Destinations

South America Is Not One Trip. It's a Lifetime of Them.

Last updated · 9 min read

Machu Picchu emerging from morning mist in the Andes cloud forest

There's something about South America that other continents don't quite replicate. It's not just the landscapes, although those are extraordinary. It's the feeling of scale. The Amazon is bigger than you can picture. The Andes go on longer than your legs want to. The Atacama is so dry and so silent that it feels like another planet. And then you step into Buenos Aires on a Saturday night and wonder how any city can be this alive.

South America contains multitudes. Here's where to start.


Peru: Ancient History Meets Living Culture

Peru is the first answer for a reason. Machu Picchu is one of those places that lives up to expectations, which is rare. Set in the cloud forest of the Andes, the Inca citadel sits above the mist in a way that photographs can't fully translate. If you can, arrive on the early morning train from Aguas Calientes and walk up before the crowds. It makes a difference. Book the entry tickets and the morning train well in advance — the early slots sell out months ahead.

But Peru is much more than Machu Picchu. Cusco is a beautiful city with Inca stonework visible beneath Spanish colonial architecture. The Sacred Valley has villages, markets, and salt flats that feel completely untouched by tour group itineraries. And Lima has quietly become one of the best food cities in the world. Ceviche, tiradito, lomo saltado — you could plan an entire trip around the restaurants.

Best time: May to October (dry season). The Inca Trail requires advance booking, sometimes months ahead.


Colombia: The Country That Changed Its Story

Colombia spent decades defined by headlines that didn't tell the full story. Today, it's one of the most visited countries in Latin America, and the people who go are almost always surprised by how warmly they're received.

Cartagena is the obvious starting point — a colonial walled city on the Caribbean coast with colourful balconies and a social energy that doesn't slow down at night. Medellín is the one that surprises people most. Once the most dangerous city in the world, it has rebuilt itself around community, design, and infrastructure. The cable cars that connect the hillside barrios to the city centre are a genuine urban innovation, and the nightlife in El Poblado is some of the best on the continent.

Don't overlook the Coffee Region (Eje Cafetero). Staying on a working coffee farm and understanding how the whole process works, from flower to cup, is one of those experiences that stays with you.


Argentina: Buenos Aires and Beyond

Buenos Aires deserves at least a week. It's a city that runs on late nights, long lunches, and conversation. The neighbourhoods are all distinct — Palermo for design and restaurants, San Telmo for antiques and tango, Recoleta for grand architecture and the famous cemetery where Evita is buried.

However, Argentina is not just its capital. Patagonia in the south is one of the last great wilderness areas on earth. Torres del Paine (technically in Chile, but most people combine the two) and the Argentine side around El Chaltén offer hiking that serious trekkers plan years in advance. The wine region of Mendoza, against the backdrop of the Andes, is exactly what you'd hope it would be.

Practical note: Argentina's economy has been complex in recent years. Check the current exchange rate situation before you go, as it affects how you carry and spend money. Trekking in Patagonia also makes proper travel insurance with rescue cover non-negotiable.

Coordinate labeling rows
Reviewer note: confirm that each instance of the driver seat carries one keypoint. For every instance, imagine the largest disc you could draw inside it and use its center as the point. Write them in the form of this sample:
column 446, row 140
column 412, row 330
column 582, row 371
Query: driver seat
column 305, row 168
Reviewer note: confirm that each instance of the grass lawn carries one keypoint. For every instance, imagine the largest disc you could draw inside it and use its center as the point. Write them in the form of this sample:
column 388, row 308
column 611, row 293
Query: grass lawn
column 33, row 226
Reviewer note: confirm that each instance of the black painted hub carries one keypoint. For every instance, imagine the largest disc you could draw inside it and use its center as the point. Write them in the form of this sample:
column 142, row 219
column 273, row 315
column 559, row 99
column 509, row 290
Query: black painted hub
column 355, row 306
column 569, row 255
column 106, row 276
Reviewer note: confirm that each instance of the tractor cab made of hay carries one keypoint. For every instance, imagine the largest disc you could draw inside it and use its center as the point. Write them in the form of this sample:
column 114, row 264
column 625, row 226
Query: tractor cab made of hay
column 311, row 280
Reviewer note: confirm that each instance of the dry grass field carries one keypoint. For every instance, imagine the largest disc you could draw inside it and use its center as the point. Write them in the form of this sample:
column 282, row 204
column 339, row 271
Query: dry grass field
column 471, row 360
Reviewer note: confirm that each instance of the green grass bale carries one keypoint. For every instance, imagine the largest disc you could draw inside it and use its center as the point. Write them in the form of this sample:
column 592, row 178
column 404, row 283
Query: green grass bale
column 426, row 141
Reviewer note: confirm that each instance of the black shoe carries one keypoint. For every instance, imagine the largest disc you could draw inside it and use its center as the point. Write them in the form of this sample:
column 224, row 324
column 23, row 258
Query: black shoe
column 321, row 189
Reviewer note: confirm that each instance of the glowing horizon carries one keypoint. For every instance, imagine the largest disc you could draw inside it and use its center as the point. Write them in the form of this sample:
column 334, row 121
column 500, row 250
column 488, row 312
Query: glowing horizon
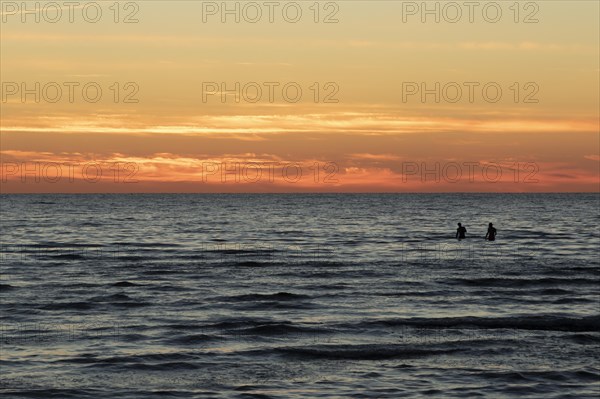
column 192, row 91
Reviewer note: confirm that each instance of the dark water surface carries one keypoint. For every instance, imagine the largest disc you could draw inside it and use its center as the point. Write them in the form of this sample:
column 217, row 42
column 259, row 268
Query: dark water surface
column 299, row 296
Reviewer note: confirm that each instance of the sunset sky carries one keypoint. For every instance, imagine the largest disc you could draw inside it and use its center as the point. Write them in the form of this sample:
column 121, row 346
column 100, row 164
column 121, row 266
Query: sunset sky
column 370, row 135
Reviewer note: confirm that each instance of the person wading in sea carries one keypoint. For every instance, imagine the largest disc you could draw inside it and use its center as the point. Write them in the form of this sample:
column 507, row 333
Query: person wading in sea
column 460, row 232
column 491, row 234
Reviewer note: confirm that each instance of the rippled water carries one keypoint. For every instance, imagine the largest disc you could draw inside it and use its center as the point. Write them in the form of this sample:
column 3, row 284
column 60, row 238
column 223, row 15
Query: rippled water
column 299, row 296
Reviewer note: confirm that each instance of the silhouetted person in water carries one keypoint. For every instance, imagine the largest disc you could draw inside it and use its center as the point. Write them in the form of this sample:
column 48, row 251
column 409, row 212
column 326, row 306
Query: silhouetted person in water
column 460, row 232
column 491, row 234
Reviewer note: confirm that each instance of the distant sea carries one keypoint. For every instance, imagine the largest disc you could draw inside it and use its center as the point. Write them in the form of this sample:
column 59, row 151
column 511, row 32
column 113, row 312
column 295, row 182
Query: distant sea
column 299, row 296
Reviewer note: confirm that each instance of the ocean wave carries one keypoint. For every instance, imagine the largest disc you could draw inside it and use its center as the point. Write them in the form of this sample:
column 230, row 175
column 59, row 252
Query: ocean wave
column 535, row 322
column 362, row 352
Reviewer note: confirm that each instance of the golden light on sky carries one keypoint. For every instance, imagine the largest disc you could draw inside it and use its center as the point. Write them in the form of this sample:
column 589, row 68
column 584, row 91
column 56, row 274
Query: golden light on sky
column 344, row 96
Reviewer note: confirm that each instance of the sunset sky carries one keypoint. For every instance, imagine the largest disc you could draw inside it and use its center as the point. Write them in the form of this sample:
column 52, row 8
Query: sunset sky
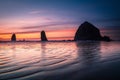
column 59, row 18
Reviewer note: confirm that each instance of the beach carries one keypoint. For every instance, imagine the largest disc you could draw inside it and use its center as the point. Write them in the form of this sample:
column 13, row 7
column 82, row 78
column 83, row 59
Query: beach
column 81, row 60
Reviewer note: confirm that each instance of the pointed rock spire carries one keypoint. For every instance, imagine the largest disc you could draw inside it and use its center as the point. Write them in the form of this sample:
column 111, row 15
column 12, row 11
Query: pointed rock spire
column 43, row 36
column 13, row 38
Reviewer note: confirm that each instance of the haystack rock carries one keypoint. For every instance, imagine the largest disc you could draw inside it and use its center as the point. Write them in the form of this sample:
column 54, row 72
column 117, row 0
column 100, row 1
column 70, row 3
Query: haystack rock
column 13, row 38
column 88, row 31
column 43, row 36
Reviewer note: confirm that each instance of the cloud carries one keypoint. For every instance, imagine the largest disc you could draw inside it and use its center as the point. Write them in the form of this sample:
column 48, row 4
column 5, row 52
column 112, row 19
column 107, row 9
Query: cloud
column 37, row 11
column 50, row 25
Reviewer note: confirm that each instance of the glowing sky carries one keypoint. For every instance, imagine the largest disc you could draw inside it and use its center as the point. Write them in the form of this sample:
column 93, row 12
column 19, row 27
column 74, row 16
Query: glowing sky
column 59, row 18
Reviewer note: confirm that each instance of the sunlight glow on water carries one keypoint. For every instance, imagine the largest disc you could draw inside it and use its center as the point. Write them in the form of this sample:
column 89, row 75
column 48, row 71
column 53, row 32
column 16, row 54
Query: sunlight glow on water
column 25, row 60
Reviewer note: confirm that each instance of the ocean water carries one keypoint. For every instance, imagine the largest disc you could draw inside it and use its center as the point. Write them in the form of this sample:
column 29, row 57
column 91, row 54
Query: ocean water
column 55, row 60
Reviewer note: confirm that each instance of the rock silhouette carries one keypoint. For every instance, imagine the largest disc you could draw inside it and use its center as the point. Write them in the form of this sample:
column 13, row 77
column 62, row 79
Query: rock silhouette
column 88, row 31
column 43, row 36
column 13, row 38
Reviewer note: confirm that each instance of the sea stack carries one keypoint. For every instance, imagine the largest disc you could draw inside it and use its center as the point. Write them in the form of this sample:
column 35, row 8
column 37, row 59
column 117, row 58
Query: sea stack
column 88, row 31
column 13, row 38
column 43, row 36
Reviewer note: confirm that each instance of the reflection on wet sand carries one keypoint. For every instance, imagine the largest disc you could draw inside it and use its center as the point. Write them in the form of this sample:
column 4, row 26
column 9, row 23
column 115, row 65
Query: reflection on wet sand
column 89, row 52
column 54, row 60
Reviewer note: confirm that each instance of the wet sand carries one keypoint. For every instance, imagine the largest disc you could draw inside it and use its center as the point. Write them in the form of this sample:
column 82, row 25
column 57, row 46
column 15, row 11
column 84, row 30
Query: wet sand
column 60, row 61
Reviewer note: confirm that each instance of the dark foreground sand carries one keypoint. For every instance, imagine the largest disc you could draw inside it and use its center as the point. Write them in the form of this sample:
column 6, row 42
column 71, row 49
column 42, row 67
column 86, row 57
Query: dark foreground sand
column 60, row 61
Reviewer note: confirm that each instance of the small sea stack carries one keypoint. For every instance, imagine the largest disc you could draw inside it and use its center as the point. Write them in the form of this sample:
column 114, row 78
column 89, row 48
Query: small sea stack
column 88, row 31
column 43, row 36
column 13, row 38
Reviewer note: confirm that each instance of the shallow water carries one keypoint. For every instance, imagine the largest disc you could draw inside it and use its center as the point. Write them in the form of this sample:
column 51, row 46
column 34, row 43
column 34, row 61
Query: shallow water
column 53, row 60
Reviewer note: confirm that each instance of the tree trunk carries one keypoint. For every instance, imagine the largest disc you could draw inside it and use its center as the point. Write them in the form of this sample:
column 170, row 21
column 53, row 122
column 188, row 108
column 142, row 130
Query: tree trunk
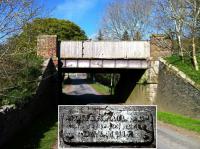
column 180, row 47
column 194, row 58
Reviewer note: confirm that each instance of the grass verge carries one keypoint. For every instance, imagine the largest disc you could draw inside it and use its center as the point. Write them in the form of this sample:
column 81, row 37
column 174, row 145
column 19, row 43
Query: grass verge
column 101, row 88
column 42, row 134
column 180, row 121
column 186, row 67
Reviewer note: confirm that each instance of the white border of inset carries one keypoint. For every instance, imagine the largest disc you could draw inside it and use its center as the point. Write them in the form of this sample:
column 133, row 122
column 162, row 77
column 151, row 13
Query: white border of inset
column 108, row 105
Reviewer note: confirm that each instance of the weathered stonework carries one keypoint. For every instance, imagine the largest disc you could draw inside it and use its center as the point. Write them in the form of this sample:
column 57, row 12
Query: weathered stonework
column 106, row 124
column 176, row 92
column 160, row 47
column 13, row 118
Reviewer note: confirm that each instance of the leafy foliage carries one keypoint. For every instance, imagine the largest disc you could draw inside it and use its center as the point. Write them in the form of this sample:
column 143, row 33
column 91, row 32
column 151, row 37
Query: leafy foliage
column 186, row 66
column 64, row 29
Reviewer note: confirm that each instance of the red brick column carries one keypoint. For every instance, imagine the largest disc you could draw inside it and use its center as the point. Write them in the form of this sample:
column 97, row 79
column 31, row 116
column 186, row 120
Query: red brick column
column 46, row 47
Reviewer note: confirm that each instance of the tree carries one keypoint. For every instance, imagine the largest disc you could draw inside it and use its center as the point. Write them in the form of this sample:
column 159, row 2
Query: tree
column 172, row 17
column 125, row 36
column 194, row 12
column 15, row 14
column 100, row 35
column 128, row 15
column 137, row 36
column 64, row 29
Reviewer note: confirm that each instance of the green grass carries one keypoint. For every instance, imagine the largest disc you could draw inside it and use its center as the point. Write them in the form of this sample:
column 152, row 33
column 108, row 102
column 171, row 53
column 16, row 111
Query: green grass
column 41, row 134
column 100, row 88
column 186, row 67
column 180, row 121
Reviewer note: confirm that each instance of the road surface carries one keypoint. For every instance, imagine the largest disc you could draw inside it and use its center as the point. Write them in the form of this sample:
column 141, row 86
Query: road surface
column 168, row 136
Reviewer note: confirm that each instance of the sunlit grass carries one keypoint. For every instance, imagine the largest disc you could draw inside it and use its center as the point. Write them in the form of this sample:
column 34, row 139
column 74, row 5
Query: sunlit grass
column 180, row 121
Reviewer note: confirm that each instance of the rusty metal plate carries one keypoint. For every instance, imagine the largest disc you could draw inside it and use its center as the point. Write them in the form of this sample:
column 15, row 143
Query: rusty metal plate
column 105, row 124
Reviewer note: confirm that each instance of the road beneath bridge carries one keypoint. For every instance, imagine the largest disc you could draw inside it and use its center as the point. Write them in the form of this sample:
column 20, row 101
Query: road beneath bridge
column 168, row 136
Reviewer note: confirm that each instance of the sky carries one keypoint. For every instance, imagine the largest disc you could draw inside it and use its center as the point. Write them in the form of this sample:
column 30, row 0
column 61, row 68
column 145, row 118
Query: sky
column 85, row 13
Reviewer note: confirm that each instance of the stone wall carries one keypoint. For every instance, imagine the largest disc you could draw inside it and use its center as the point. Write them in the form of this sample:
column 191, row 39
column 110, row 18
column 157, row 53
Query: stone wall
column 13, row 119
column 176, row 92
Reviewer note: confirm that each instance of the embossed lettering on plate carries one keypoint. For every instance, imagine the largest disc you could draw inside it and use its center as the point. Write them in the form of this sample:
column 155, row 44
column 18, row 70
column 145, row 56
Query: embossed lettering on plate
column 105, row 124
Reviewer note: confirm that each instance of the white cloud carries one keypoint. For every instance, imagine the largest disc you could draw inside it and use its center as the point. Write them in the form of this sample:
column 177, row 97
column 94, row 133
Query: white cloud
column 74, row 9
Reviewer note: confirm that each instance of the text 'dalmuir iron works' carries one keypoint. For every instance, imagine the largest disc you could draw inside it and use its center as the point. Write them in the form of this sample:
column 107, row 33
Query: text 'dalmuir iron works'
column 106, row 124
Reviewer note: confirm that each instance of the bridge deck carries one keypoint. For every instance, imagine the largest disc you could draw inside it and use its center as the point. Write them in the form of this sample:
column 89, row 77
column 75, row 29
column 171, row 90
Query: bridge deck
column 105, row 54
column 105, row 63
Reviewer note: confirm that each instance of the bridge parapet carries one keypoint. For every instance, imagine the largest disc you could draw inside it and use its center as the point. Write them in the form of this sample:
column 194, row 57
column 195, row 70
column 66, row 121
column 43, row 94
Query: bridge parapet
column 105, row 49
column 105, row 54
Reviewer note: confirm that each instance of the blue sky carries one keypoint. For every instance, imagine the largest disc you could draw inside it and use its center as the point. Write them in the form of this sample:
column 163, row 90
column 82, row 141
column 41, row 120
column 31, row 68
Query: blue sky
column 85, row 13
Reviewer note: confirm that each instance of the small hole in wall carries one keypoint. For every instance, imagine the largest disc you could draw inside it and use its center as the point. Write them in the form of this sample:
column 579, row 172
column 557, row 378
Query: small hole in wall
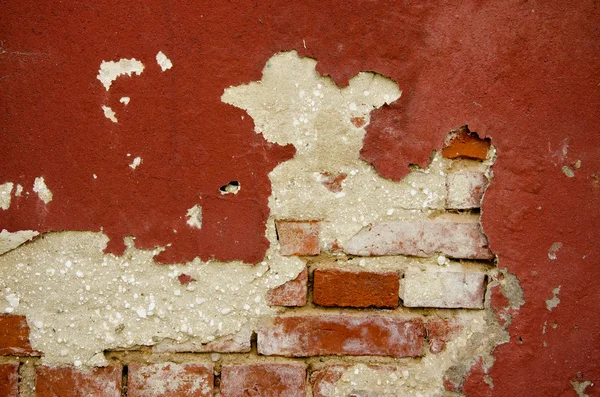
column 232, row 187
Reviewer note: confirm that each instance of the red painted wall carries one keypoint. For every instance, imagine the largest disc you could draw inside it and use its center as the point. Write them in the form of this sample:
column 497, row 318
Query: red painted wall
column 524, row 73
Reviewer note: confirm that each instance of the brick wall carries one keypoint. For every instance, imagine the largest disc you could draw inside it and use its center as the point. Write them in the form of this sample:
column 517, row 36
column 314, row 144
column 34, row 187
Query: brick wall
column 357, row 320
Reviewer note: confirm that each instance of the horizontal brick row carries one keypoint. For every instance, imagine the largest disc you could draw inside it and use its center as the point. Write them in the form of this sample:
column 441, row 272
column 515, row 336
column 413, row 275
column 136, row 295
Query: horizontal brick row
column 421, row 238
column 306, row 336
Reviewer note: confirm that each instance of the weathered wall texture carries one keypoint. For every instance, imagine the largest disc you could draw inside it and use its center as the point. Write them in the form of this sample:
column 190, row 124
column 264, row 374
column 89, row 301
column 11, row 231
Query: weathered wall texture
column 285, row 199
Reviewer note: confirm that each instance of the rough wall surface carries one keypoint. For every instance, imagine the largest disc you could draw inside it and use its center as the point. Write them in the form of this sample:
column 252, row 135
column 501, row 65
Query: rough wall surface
column 117, row 122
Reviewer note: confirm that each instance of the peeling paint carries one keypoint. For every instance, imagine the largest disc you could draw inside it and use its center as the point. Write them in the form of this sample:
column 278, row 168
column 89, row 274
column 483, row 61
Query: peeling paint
column 194, row 216
column 554, row 248
column 39, row 186
column 10, row 241
column 5, row 195
column 109, row 113
column 580, row 387
column 135, row 163
column 164, row 62
column 554, row 301
column 110, row 71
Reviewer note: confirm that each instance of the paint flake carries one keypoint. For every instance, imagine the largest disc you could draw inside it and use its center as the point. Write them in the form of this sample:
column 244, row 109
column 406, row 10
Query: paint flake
column 194, row 216
column 135, row 163
column 109, row 113
column 164, row 62
column 109, row 71
column 5, row 195
column 39, row 186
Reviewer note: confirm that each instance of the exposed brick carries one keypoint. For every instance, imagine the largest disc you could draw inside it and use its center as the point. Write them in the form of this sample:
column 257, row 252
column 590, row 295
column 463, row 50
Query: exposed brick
column 334, row 287
column 333, row 182
column 323, row 381
column 421, row 238
column 304, row 336
column 440, row 331
column 443, row 289
column 466, row 144
column 464, row 190
column 263, row 380
column 14, row 337
column 239, row 343
column 292, row 293
column 298, row 237
column 9, row 380
column 170, row 380
column 70, row 382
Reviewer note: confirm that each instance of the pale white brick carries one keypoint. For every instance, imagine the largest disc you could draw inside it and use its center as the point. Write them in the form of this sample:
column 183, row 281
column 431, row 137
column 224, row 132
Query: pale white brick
column 443, row 289
column 421, row 238
column 465, row 190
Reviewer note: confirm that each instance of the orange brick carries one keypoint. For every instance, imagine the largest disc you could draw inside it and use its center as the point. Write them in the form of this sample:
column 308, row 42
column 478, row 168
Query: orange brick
column 14, row 337
column 264, row 380
column 170, row 380
column 70, row 382
column 9, row 380
column 334, row 287
column 466, row 144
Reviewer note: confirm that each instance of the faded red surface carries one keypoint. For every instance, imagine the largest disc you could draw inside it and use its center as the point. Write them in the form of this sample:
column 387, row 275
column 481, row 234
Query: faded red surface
column 524, row 73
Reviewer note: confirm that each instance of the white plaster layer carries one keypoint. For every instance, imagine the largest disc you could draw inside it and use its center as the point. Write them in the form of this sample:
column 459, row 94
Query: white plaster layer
column 194, row 216
column 83, row 302
column 10, row 241
column 293, row 104
column 5, row 195
column 39, row 186
column 164, row 62
column 110, row 71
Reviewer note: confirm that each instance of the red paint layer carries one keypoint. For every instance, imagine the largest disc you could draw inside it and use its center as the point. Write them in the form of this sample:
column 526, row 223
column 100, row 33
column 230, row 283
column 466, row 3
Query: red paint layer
column 523, row 73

▸ PARTS OF THE EXERCISE:
1/ Answer these questions from the South America travel article:
(a) In which Buenos Aires neighborhood is the cemetery where Evita is buried?
(b) What months does the article give as the best time to visit Peru?
(c) Where in Medellín is the nightlife it calls some of the best on the continent?
2/ Transcribe the South America travel article from "However, Argentina is" up to and including "it would be.".
3/ Does the South America travel article support each statement? Answer yes or no, and quote the words that decide it.
(a) Torres del Paine is located in Argentina.
(b) Cartagena lies on the Caribbean coast.
(c) The Inca Trail can be booked on arrival.
These rows have no connection to the South America travel article.

▸ PROBLEM SOLUTIONS:
1/
(a) Recoleta
(b) May to October (dry season)
(c) El Poblado

2/
However, Argentina is not just its capital. Patagonia in the south is one of the last great wilderness areas on earth. Torres del Paine (technically in Chile, but most people combine the two) and the Argentine side around El Chaltén offer hiking that serious trekkers plan years in advance. The wine region of Mendoza, against the backdrop of the Andes, is exactly what you'd hope it would be.

3/
(a) No: "technically in Chile, but most people combine the two"
(b) Yes: "a colonial walled city on the Caribbean coast"
(c) No: "The Inca Trail requires advance booking, sometimes months ahead."